Extract provided —
═══

THE PHONY war is over and the General Election is now well underway with all the troops in position and taking pot shots at each other, particularly about embarrassing social media posts made before they had their 15 minutes of fame.

All the 59 Scottish seats will see at least a four-cornered contest between Liberal Democrat, Labour, Nationalist and Tory candidates. The Greens are only standing in 22 seats so that their voters can support the Scottish National Party (SNP), whose policies on the environment Greens strongly deplore. Neither the Socialist Party Scotland nor its deadly rival, the Scottish Socialist Party, are in the contest.

The Brexit Party and UKIP will contest a few seats each, as will the latest addition to the political scene. This is the new Scottish Family Party, which is against abortion and will allow cures for “same sex-attraction”. They face strong competition from the rival Christian Party for the same small pool of traditionalist votes. Sadly the Official Monster Raving Loony Party is unable to stand in Scotland because the SNP has recruited all its potential members.

The SNP are by far the strongest party and have 35 seats to defend, none of which is held by more than 40 per cent of the vote, in one case with only 32 per cent. Their polling remains high, so they hope to capture some or even all of the 21 seats they lost to all three parties at the last election, following their landslide in 2015. The SNP are greatly relieved that the election is taking place before their former leader Alex Salmond appears in court to face a series of sex crime charges.

═══

Data listing —
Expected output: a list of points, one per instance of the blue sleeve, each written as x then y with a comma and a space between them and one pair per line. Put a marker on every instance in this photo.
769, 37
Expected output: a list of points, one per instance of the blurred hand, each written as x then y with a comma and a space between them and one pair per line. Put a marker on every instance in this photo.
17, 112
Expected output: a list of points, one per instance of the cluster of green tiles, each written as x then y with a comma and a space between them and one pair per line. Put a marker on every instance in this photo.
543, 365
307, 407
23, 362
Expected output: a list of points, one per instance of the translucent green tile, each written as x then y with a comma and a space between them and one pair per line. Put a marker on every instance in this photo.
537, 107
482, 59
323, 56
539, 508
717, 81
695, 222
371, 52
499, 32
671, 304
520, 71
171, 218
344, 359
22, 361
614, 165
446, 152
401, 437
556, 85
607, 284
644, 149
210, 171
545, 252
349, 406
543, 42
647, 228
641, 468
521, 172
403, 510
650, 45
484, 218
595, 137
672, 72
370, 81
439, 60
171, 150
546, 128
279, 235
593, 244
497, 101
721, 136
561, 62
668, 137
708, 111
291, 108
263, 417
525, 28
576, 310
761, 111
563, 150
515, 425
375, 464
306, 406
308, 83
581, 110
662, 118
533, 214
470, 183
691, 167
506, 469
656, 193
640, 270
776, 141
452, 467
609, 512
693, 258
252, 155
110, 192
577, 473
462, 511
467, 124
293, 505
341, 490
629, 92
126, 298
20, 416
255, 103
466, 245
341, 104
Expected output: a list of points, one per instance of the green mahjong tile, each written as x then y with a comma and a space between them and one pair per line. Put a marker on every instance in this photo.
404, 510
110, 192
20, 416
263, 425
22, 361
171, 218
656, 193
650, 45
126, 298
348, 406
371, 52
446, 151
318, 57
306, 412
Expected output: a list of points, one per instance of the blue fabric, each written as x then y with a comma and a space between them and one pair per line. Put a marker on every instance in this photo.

═══

Request — Transcribe the passage on the Scottish election contest word for word, from "THE PHONY war" up to and including "minutes of fame.".

Reply —
THE PHONY war is over and the General Election is now well underway with all the troops in position and taking pot shots at each other, particularly about embarrassing social media posts made before they had their 15 minutes of fame.